School’s history lesson

Date published: 22 May 2009


Archive uncovers the story behind 175 years of the Blue Coat School

FOR 175 years the silhouette of the Blue Coat School has dominated the Oldham Edge skyline.

And now Oldham people will be able to learn much more about the building, the school’s traditions, history and the contribution its scholars have made to life home and abroad.

For the first time the archives of the school are being made available to the general public at an exhibition at Oldham Local Studies and Archives centre in Union Street.

Archive officer Jo Robson, who has been cataloguing the 2,700 papers, photographs, log books and other memorabilia since January, 2008, has put together the fascinating exhibition.

The Blue Coat archive is the first collection to go on to the electronic database which can be accessed by staff, and shortly by the public.

And people are being asked to record their own recollections of life at Blue Coat, or memories of family members who were former pupils, to add to the archive.

Blue Coat, in Egerton Street, was the brainchild of local philanthropist and businessman Thomas Henshaw, a hatter, who left £40,000 (worth £2.2 million in today’s terms) in his will for the endowment of the Blue Coat School.

But as the exhibition reveals, it was touch and go whether the school was built. Thomas added several codicils to his will, and was found dead in a reservoir at his works in 1810. An inquest found it was drowning as a result of insanity.

• • •

- [Tasks]
#1 According to the Blue Coat School article, how much money did Thomas Henshaw leave in his will to endow the school?
#2 In the Blue Coat School article, turn the paragraph beginning "Blue Coat, in Egerton Street" into a short bulleted list that keeps its main facts.
#3 Carry on the Blue Coat School article from its last sentence, in the same news style.

• • •

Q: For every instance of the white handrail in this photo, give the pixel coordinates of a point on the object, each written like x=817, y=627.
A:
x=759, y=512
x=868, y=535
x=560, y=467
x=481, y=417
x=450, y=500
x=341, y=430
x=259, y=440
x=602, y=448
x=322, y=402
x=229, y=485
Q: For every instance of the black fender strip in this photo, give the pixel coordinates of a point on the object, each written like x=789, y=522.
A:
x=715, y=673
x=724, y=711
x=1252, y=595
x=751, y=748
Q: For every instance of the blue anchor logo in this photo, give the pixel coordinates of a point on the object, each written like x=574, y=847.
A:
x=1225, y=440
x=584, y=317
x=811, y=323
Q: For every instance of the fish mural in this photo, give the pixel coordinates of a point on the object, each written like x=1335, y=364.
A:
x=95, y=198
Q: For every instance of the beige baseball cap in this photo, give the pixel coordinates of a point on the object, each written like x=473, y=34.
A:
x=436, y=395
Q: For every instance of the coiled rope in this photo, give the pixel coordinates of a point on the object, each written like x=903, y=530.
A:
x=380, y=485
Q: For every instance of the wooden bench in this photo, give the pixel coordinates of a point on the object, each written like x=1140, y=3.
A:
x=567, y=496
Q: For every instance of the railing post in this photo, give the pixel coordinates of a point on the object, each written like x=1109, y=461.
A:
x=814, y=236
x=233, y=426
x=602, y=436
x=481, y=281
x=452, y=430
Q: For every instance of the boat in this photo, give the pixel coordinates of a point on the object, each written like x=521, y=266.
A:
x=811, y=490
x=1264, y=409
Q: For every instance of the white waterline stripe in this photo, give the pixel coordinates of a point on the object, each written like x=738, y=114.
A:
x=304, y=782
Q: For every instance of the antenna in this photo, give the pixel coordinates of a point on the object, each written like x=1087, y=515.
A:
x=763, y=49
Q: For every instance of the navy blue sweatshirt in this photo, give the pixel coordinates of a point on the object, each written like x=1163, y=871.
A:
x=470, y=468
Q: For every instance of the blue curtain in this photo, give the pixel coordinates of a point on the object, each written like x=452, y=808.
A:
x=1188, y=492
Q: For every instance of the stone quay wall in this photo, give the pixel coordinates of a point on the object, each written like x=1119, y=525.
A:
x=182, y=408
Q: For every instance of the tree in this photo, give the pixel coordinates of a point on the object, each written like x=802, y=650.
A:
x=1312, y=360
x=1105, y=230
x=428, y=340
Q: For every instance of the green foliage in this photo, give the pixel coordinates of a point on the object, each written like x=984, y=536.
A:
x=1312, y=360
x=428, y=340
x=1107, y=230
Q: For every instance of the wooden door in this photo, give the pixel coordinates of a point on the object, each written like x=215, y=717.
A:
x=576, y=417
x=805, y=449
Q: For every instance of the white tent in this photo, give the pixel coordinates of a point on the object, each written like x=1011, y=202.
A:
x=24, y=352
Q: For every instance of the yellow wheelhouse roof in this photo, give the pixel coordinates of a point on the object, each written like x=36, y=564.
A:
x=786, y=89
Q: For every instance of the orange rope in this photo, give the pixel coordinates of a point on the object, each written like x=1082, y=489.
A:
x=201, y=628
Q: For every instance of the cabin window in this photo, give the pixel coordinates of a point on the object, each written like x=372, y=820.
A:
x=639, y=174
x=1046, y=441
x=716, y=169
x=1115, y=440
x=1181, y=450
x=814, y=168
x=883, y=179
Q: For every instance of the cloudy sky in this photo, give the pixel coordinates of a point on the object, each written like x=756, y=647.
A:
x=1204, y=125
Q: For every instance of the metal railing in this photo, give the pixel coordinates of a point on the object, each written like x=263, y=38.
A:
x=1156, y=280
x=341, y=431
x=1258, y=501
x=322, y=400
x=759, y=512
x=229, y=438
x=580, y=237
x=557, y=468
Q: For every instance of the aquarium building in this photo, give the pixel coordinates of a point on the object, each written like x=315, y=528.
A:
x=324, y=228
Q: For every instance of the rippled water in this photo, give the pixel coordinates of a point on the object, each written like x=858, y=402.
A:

• • •

- [Expected results]
#1 He left £40,000, which is worth £2.2 million in today's terms.

#2
- The Blue Coat School is in Egerton Street.
- It was the idea of Thomas Henshaw, a local philanthropist, businessman and hatter.
- His will left £40,000 (worth £2.2 million today) to endow the school.

#3
The will was challenged by his widow and niece in various courts, and it wasn’t until 1818 that his bequests were ruled valid.

The will did not include the cost of land or the building itself and, following a public meeting in 1825, a public appeal for funds was launched and offers of land were received.

The Blue Coat foundation stone was finally laid in 1829 and the school — designed by architect Richard Lane, who also designed Oldham Parish Church — opened in 1834.

It initially took in 48 boys, from nine to 11, who had to pass a test on the New Testament, Apostles’ Creed, Lord’s Prayer and Ten Commandments.

Between 100 and 130 boys boarded therel, with a strict uniform and school routine, until 1952.

When it opened, the bugle sounded at 6am and the top pupils took what they learnedt from teachers and disseminated it to the younger boys by the monitoring system.

They were responsible for a group of boys, not just teaching them, but organising slates and chalk to write with.

Jo Robson believes that pupils from both 19th and 20th centuries would recognise each others’ general lifestyle: “It would be very much the same. Boys did chores, chopped wood, peeled potatoes and did a percentage of the cleaning.

“It left them with a very rounded, disciplined ethos, and not just in the classroom, in boarding life as well.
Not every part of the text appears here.